Referring expression pointing data
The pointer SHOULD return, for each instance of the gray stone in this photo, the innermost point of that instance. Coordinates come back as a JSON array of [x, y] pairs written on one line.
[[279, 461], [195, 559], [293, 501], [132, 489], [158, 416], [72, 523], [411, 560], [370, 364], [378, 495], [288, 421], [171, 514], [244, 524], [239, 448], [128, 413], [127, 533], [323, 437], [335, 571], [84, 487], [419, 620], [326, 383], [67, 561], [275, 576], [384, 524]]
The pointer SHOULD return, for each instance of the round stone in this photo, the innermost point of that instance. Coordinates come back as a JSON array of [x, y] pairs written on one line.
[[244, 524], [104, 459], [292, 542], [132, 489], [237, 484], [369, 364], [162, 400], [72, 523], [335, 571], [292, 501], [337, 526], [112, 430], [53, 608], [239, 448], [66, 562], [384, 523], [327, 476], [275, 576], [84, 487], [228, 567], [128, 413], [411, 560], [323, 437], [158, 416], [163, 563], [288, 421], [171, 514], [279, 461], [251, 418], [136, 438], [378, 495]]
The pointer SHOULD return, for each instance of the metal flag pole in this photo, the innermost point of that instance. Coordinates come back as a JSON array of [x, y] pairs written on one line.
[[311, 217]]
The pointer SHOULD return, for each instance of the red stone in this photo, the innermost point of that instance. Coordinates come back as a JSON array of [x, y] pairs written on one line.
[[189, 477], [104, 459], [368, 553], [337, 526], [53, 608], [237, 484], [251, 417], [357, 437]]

> _Task to carry out_:
What is needed is a word-for-word restatement of all the data.

> _Result of this task_:
The pointer SHOULD return, for each instance of the gray stone in this photo, the innermost point of that instance. Coordinates come back as a JSON array of [x, y] pairs written on one line.
[[279, 461], [195, 559], [293, 501], [132, 489], [158, 416], [72, 523], [411, 560], [370, 364], [378, 495], [288, 421], [171, 514], [244, 524], [239, 448], [128, 413], [127, 533], [323, 437], [335, 571], [84, 487], [419, 620], [326, 383], [67, 561], [275, 576], [384, 524]]
The pointer SHOULD return, for each instance of the round stone in this photo, the innermost point of that instance. Coordinates come back as a JSON array of [x, y] pairs written on one line.
[[244, 524], [104, 459], [292, 542], [132, 489], [237, 484], [369, 364], [162, 400], [72, 523], [335, 571], [292, 501], [337, 526], [112, 430], [53, 608], [239, 448], [66, 562], [384, 523], [327, 476], [275, 576], [84, 487], [228, 567], [128, 413], [411, 560], [323, 437], [158, 416], [163, 563], [288, 421], [171, 514], [279, 461], [251, 418], [136, 438], [378, 495]]
The pointer SHOULD return, for each instance of the metal flag pole in this photo, the innermost point of that instance. Coordinates come back as a JSON array of [x, y] pairs written on one line.
[[311, 217]]
The pointer SHOULD return, for each instance of the red stone in this photo, the innermost point of that instance. Coordinates come back as a JSON array of [x, y] pairs written on one line.
[[189, 477], [104, 459], [368, 553], [337, 526], [53, 608], [237, 484], [251, 417], [357, 437]]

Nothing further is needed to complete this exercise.